__Records from a data source__.
• • • • •

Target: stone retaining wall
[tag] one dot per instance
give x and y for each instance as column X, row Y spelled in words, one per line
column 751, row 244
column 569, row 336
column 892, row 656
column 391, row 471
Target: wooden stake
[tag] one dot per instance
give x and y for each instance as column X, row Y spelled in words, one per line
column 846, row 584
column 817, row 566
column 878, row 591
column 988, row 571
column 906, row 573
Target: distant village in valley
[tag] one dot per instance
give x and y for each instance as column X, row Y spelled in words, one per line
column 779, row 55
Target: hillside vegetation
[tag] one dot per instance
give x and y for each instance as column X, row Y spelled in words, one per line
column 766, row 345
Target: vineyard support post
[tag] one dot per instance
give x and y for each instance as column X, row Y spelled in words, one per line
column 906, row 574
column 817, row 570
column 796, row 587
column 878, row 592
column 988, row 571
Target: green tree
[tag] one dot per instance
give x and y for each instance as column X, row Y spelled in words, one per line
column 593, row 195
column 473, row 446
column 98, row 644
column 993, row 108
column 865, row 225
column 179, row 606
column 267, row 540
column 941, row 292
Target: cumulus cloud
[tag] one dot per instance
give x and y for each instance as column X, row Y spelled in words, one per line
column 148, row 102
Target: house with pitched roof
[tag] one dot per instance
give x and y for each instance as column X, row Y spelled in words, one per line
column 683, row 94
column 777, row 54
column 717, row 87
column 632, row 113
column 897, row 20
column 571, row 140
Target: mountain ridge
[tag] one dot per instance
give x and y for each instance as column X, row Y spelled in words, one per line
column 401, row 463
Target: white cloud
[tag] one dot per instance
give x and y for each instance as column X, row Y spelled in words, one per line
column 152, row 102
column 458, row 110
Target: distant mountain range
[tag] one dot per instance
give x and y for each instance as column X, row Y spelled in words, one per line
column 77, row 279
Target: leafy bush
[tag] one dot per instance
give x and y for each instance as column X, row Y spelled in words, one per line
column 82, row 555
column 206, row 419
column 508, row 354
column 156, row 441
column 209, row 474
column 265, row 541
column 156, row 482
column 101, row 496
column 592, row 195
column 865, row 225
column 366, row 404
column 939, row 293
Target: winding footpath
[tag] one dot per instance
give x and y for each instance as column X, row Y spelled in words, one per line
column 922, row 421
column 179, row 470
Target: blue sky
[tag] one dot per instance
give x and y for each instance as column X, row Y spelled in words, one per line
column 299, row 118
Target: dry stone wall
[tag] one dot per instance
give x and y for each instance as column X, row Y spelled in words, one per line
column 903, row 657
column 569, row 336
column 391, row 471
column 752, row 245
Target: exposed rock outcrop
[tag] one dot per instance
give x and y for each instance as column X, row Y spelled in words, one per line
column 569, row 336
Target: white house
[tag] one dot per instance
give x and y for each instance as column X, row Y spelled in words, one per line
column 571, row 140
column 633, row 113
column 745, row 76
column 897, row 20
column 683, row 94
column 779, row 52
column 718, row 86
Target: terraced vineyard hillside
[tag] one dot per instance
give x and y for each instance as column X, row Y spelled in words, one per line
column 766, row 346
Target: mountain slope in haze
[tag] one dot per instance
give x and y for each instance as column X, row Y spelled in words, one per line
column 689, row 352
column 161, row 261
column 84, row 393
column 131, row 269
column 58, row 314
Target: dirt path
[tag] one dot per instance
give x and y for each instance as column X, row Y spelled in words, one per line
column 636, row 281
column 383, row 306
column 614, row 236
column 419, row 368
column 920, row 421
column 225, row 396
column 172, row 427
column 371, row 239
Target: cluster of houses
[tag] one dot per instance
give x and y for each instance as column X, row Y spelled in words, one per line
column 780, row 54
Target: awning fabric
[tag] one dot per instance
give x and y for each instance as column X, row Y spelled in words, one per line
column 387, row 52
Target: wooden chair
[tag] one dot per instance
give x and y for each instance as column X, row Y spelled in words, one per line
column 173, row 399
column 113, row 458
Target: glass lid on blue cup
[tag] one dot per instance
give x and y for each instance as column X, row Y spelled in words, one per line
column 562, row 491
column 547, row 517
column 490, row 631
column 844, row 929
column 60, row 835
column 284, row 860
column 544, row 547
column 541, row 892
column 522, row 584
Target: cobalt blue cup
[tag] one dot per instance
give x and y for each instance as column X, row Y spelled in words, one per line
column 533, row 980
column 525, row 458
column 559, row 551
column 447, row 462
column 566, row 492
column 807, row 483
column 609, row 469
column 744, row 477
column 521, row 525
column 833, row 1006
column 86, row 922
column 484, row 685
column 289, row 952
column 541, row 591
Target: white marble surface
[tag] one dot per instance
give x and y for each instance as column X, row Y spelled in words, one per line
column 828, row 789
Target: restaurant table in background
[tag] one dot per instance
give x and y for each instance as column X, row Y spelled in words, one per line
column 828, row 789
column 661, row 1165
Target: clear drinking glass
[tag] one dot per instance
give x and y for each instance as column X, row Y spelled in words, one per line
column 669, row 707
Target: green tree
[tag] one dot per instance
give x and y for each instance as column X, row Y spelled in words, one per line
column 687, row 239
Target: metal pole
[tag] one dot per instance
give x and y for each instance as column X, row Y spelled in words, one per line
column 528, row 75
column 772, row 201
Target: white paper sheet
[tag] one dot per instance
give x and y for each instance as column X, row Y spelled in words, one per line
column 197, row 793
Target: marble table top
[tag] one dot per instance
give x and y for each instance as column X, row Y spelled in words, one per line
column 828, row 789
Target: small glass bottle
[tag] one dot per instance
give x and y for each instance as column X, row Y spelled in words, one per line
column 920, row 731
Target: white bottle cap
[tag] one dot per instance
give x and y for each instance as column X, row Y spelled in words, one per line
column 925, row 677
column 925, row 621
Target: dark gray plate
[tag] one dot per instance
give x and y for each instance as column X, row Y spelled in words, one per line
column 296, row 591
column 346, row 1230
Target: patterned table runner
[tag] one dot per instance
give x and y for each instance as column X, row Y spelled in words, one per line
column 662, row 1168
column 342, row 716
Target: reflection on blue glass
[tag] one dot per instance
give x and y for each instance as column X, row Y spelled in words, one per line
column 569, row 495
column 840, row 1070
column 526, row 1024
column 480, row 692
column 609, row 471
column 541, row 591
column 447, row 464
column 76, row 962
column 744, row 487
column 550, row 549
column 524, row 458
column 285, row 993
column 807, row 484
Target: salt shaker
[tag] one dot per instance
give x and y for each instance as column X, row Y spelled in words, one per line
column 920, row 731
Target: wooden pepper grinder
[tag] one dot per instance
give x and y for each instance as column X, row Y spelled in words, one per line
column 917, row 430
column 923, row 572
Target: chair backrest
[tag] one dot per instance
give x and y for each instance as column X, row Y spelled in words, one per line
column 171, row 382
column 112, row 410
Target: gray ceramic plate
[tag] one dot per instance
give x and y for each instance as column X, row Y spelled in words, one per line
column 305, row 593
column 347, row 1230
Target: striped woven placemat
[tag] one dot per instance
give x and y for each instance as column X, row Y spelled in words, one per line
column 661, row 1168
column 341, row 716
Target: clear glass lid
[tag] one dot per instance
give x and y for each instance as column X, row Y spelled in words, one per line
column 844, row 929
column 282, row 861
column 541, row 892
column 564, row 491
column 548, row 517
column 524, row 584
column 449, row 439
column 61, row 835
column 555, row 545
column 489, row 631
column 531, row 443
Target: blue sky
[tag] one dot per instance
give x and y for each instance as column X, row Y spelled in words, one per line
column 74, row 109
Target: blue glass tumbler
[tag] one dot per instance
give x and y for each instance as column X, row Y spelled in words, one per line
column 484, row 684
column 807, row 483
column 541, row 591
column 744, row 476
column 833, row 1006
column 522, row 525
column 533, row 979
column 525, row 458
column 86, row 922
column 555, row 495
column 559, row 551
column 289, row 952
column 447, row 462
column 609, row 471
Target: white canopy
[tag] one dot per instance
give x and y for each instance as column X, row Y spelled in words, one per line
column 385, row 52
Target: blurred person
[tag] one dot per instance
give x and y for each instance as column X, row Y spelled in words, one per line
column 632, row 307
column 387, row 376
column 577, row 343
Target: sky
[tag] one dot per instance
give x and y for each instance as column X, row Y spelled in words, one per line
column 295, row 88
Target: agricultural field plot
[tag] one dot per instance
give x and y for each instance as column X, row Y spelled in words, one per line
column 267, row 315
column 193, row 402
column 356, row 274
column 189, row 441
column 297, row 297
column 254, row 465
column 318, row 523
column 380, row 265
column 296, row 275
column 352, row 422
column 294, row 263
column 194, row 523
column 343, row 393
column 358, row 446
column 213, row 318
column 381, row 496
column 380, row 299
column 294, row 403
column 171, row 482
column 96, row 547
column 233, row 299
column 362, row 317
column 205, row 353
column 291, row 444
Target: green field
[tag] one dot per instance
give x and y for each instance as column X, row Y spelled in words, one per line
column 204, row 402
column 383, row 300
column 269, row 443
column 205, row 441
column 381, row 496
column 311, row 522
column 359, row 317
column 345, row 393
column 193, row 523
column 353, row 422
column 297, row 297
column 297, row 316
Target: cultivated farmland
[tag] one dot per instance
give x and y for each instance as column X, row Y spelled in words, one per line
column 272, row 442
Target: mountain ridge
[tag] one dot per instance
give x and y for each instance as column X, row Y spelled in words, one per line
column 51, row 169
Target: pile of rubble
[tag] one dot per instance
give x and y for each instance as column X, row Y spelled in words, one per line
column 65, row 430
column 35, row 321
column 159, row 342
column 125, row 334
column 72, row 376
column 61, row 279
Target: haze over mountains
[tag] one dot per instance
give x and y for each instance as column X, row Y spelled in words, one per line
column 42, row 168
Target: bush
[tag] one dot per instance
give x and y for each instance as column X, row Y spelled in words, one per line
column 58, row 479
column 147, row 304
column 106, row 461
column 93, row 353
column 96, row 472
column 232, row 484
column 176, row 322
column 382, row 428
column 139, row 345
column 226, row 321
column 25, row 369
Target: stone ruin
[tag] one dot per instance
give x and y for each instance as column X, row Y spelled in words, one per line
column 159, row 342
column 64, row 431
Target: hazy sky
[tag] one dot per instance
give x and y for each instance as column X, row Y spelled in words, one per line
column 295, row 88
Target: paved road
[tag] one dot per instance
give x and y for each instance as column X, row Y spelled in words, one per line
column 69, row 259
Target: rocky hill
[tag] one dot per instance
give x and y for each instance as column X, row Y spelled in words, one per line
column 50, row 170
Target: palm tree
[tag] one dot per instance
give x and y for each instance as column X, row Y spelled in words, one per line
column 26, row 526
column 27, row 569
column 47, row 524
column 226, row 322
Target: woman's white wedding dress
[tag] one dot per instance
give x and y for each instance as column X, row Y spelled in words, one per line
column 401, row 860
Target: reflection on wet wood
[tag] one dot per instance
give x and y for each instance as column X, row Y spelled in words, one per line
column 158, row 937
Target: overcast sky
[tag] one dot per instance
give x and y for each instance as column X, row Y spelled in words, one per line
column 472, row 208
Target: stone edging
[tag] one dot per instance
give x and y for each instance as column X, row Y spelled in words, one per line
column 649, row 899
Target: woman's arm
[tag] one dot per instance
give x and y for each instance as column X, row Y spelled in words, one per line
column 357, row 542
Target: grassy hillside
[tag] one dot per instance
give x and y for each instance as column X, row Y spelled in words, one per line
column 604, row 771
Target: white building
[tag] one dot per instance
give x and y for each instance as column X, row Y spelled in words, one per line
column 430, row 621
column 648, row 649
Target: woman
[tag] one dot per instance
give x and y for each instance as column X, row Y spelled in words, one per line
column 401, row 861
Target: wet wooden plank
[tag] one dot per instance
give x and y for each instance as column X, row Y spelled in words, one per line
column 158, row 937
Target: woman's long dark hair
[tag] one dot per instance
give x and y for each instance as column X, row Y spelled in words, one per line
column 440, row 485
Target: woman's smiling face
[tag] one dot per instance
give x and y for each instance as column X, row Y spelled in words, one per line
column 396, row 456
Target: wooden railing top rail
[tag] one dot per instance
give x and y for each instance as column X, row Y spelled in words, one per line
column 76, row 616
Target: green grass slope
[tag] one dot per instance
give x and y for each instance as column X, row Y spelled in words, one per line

• • • • •

__Exercise prompt__.
Can you render the data from the line with "Target: patterned table runner" to the line with "column 342, row 716", both lines included, as a two-column CSV headed text and answer? Give one row per entry, put each field in quotes, and turn line breaks into spaces.

__Answer__.
text,answer
"Target: patterned table runner [tag] one dot per instance give x and y for each instance as column X, row Y spelled in words, one per line","column 662, row 1168 column 342, row 716"